### TEXTO FORNECIDO
Acórdão nº 0213/14.8BECBR de Supremo Tribunal Administrativo (Portugal), 14 de Outubro de 2020

Magistrado ResponsávelNUNO BASTOS
Data da Resolução14 de Outubro de 2020
EmissorSupremo Tribunal Administrativo (Portugal)

Acordam em conferência na Secção de Contencioso Tributário do Supremo Tribunal Administrativo: 1. Relatório 1.1. A………. e Irmão, Lda., contribuinte fiscal n.º ………, com sede na………, lote ……., 3060-…… Cantanhede, recorreu da sentença do Tribunal Administrativo e Fiscal de Coimbra que julgou totalmente improcedente a impugnação judicial das liquidações adicionais de imposto sobre o valor acrescentado (“IVA”) relativas a períodos de 2012, a que se reportam as demonstrações de acerto de contas n.ºs 2013 00005516937, …38, …39 e …40, no valor global de € 13.306,63.

### DADOS FORNECIDOS

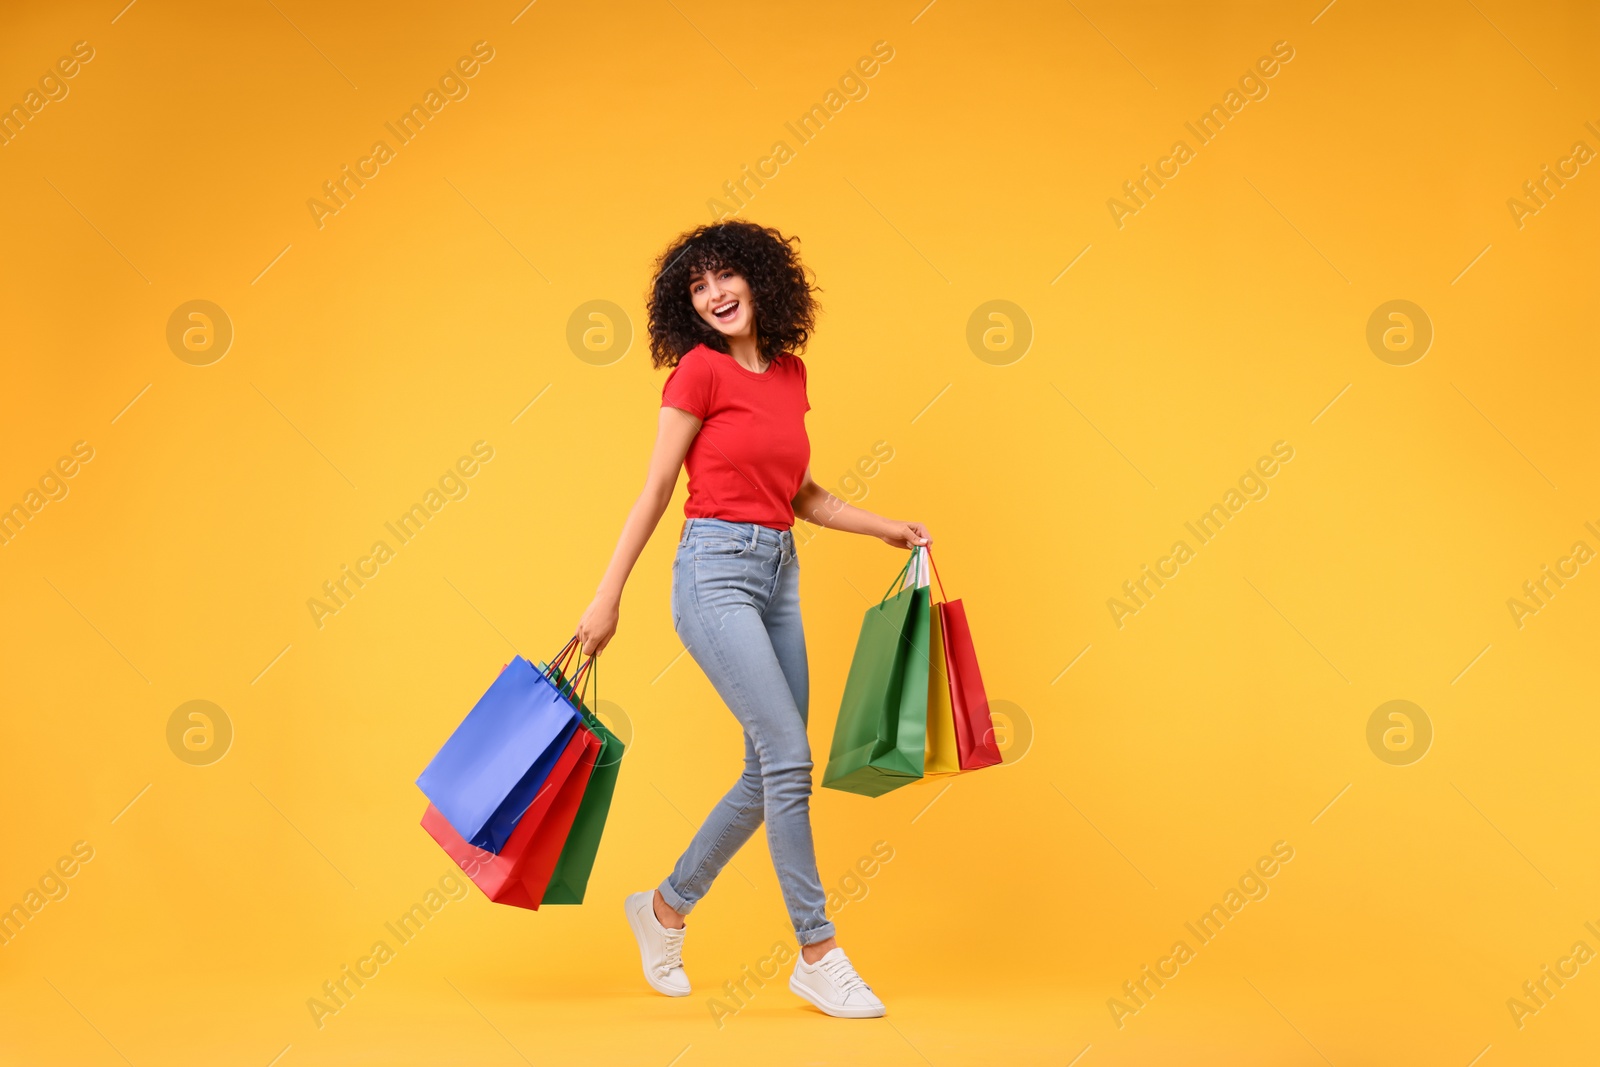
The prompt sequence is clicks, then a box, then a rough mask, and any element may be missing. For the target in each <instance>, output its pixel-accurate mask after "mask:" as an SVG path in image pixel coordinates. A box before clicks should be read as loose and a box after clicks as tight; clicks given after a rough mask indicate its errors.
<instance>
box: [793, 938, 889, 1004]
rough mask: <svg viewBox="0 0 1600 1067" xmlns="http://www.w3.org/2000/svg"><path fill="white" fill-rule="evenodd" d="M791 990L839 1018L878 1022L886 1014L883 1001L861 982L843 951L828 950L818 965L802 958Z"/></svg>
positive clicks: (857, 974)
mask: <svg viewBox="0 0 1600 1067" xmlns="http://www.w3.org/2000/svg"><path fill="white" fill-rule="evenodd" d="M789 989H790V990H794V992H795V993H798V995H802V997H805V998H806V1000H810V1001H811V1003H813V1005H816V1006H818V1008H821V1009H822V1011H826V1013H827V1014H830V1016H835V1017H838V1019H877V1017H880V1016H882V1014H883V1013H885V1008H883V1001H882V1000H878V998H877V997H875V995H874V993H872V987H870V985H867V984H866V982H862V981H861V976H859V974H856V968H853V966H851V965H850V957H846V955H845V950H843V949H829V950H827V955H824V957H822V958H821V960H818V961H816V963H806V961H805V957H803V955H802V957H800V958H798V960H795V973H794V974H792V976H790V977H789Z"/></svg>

### EXPLORAR O MATERIAL
A - Reproduza o trecho do acórdão começando em "Acordam em conferência" e seguindo até "de € 13.306,63.", sem alterar nada.
B - Responda com base no acórdão:
(i) Quem é o magistrado responsável?
(ii) De que tribunal é a sentença objeto de recurso?
(iii) Qual é o valor global das liquidações adicionais impugnadas?
A listagem não é usada em nenhum destes exercícios.

### SOLUÇÕES POR ORDEM
A -
Acordam em conferência na Secção de Contencioso Tributário do Supremo Tribunal Administrativo: 1. Relatório 1.1. A………. e Irmão, Lda., contribuinte fiscal n.º ………, com sede na………, lote ……., 3060-…… Cantanhede, recorreu da sentença do Tribunal Administrativo e Fiscal de Coimbra que julgou totalmente improcedente a impugnação judicial das liquidações adicionais de imposto sobre o valor acrescentado (“IVA”) relativas a períodos de 2012, a que se reportam as demonstrações de acerto de contas n.ºs 2013 00005516937, …38, …39 e …40, no valor global de € 13.306,63.

B -
(i) Nuno Bastos.
(ii) Do Tribunal Administrativo e Fiscal de Coimbra.
(iii) € 13.306,63.